§ Brief
Would you transcribe all of the data exactly, down to the last character?

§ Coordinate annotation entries
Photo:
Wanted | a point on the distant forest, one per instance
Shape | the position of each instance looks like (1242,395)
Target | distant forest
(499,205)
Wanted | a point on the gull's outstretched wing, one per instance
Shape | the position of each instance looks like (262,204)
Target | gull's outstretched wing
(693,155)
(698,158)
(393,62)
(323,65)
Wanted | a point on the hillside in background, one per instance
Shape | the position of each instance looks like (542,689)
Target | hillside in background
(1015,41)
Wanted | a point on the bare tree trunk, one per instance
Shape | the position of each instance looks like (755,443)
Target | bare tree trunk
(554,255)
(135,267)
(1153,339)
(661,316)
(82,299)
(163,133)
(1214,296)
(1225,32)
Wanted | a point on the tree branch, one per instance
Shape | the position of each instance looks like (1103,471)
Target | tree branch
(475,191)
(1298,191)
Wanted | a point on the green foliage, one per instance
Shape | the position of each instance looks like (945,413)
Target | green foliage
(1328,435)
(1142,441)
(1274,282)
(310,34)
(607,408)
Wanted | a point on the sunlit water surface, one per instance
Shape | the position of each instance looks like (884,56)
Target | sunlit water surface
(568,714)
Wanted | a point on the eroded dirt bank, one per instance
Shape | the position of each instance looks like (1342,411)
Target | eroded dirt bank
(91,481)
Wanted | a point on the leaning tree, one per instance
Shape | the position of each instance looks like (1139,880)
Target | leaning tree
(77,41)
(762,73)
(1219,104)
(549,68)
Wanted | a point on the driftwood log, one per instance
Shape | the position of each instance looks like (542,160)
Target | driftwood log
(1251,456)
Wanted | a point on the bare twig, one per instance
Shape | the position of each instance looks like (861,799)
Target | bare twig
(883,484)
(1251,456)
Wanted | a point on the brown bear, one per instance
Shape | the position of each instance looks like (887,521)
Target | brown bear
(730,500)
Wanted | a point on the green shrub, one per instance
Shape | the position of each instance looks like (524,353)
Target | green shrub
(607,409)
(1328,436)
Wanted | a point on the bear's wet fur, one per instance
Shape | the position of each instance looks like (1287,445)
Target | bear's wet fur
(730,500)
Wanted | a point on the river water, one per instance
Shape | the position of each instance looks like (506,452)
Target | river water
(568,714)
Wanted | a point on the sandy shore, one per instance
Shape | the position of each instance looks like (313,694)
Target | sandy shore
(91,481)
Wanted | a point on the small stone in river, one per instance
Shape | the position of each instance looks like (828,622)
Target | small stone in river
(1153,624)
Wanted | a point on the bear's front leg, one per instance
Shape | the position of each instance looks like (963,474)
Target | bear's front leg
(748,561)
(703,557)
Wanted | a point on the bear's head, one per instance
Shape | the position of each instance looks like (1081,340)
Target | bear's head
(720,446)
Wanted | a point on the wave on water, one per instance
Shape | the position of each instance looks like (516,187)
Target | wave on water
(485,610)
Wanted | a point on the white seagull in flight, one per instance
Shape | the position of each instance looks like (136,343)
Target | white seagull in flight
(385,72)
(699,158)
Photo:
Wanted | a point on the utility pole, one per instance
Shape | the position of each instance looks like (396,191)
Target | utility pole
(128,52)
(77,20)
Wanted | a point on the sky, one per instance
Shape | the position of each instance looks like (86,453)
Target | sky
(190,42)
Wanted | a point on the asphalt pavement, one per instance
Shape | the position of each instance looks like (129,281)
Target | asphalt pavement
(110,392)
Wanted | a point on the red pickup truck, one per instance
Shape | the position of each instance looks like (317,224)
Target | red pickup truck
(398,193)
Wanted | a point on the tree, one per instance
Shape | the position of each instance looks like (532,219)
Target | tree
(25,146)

§ Result of this exercise
Photo:
Wanted | a point on the distant forest, one per instance
Shape | the position of each instance looks like (1242,395)
Target | distant forest
(499,205)
Wanted | a point on the gull's outstretched wing, one per instance
Shape | the position of each instance looks like (262,204)
Target | gull's outstretched wing
(693,155)
(698,158)
(393,62)
(323,65)
Wanted | a point on the hillside in background, one per instance
Shape | the position of each instance looks like (542,689)
Target | hillside in background
(1015,41)
Wanted | a point on the bare tree trunk, one per instance
Shape | the position of each instance looks like (755,443)
Target | bare tree trunk
(554,255)
(135,267)
(1153,339)
(661,316)
(82,299)
(163,133)
(1214,296)
(1225,32)
Wanted | a point on the tree branch, one per instance
Shape | the position of each instance looks like (1103,471)
Target | tree branch
(475,191)
(1298,191)
Wanted | a point on the green foliage, one per instance
Shape | the position of each instance looks like (945,413)
Target | green foliage
(1328,435)
(1142,441)
(1274,282)
(310,34)
(607,408)
Wanted | a point on the sunlit water surface, one per instance
Shape | the position of each instance looks like (884,56)
Target | sunlit water surface
(568,714)
Wanted | a point on the eroded dirt bank, one per instance
Shape | the position of each instance looks like (1342,411)
Target | eroded dirt bank
(91,481)
Wanted | a point on the leaning tree, one per instance
Shape | the position of each instance looks like (1139,880)
Target | leaning tree
(77,41)
(762,73)
(1219,104)
(549,68)
Wanted | a point on the driftwood log, one per instance
Shape | the position of each instance looks like (542,160)
Target | driftwood log
(1251,456)
Wanted | a point on the bare twig, one per instance
Shape | the position of each instance looks like (861,799)
Target | bare twig
(883,484)
(1251,456)
Wanted | a point on the brown bear, one per instance
Shape | the position of each instance looks like (887,521)
Target | brown bear
(730,500)
Wanted | a point on the green shrub, one per instance
Shape | the position of each instance looks like (524,353)
Target | green shrub
(607,409)
(1328,436)
Wanted | a point on the bear's wet fur, one per instance
Shape | the position of each instance looks like (1287,445)
Target | bear's wet fur
(730,500)
Wanted | a point on the river water, one per instance
Shape | the position of each instance looks like (506,452)
Target | river water
(568,714)
Wanted | a point on the sandy shore, one per instance
Shape | the position of each instance looks like (313,694)
Target | sandy shore
(91,481)
Wanted | a point on the small stone in river, one per instance
Shape | the position of each instance looks like (828,622)
Target | small stone in river
(1153,624)
Wanted | a point on the bear's front leg, one per instance
Shape | the position of each instance looks like (963,474)
Target | bear's front leg
(748,561)
(703,557)
Wanted | a point on the bear's head, one per instance
Shape | the position of each instance looks like (1081,340)
Target | bear's head
(720,446)
Wanted | a point on the wave on water, one per instance
Shape | the position of each instance looks like (516,187)
Target | wave on water
(485,610)
Wanted | a point on the white seagull in flight, one per instance
Shape | the position of each instance looks like (136,343)
Target | white seagull in flight
(385,72)
(699,158)
Photo:
Wanted | a point on the utility pole, one per instance
Shape | the position of each instance looks like (396,191)
Target | utility pole
(128,52)
(77,20)
Wanted | a point on the sky, one per instance
Shape | the position of each instance looks like (86,453)
Target | sky
(190,42)
Wanted | a point on the asphalt pavement, one per instance
Shape | the position of each instance looks like (129,281)
Target | asphalt pavement
(110,392)
Wanted | a point on the red pickup truck, one per instance
Shape | the position of each instance looks like (317,224)
Target | red pickup truck
(398,193)
Wanted | a point on the tree, one per instance
Shape | the position of each instance looks like (532,219)
Target | tree
(25,146)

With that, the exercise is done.